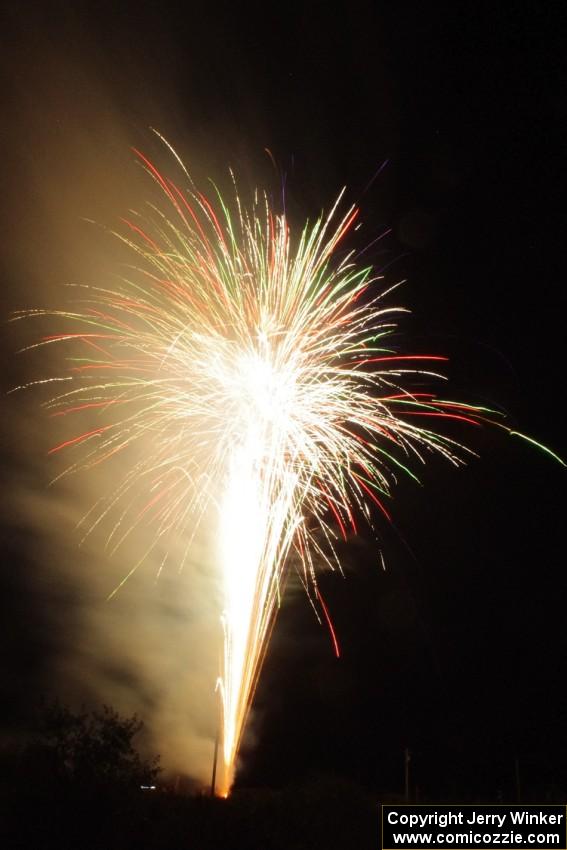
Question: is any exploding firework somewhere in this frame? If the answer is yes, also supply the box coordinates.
[13,136,564,793]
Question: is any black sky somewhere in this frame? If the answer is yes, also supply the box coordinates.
[0,2,567,800]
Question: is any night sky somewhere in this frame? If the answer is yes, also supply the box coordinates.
[0,2,567,801]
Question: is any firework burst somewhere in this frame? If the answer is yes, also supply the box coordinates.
[13,141,564,792]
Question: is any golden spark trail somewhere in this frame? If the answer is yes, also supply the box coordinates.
[14,141,564,793]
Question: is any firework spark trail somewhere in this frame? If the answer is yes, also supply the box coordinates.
[13,141,564,793]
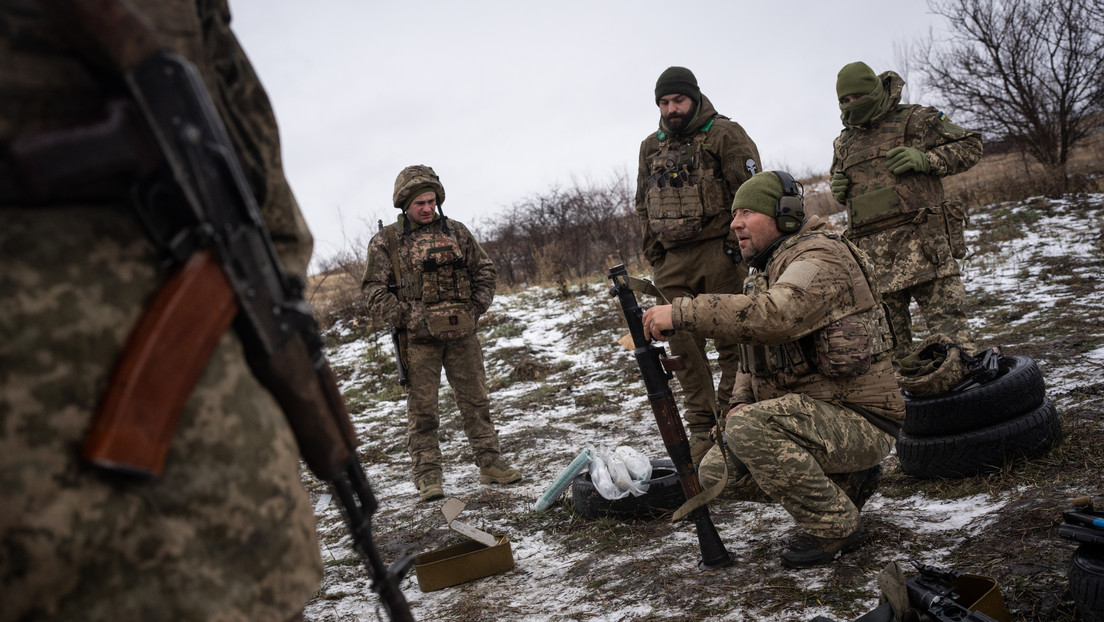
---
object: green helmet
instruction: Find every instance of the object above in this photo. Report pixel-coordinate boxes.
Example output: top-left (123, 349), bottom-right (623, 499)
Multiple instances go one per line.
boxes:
top-left (392, 165), bottom-right (445, 210)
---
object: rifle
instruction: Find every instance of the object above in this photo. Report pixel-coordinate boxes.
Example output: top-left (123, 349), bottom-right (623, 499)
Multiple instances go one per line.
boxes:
top-left (38, 0), bottom-right (414, 621)
top-left (809, 560), bottom-right (1008, 622)
top-left (376, 219), bottom-right (410, 387)
top-left (609, 264), bottom-right (735, 569)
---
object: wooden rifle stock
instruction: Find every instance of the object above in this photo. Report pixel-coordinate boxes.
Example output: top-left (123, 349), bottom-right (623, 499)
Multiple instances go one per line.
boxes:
top-left (62, 0), bottom-right (414, 621)
top-left (81, 251), bottom-right (237, 477)
top-left (609, 264), bottom-right (734, 569)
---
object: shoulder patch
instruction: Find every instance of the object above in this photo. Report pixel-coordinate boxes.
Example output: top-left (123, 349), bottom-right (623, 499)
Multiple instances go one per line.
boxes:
top-left (778, 261), bottom-right (820, 289)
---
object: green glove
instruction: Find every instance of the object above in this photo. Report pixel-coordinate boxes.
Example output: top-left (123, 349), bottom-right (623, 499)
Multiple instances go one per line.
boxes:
top-left (828, 172), bottom-right (851, 203)
top-left (885, 147), bottom-right (931, 175)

Task to complete: Locate every line in the material above that contains the word "green" and reproduce each of those lines in full.

Reply to the exercise:
object: green helmet
object: green glove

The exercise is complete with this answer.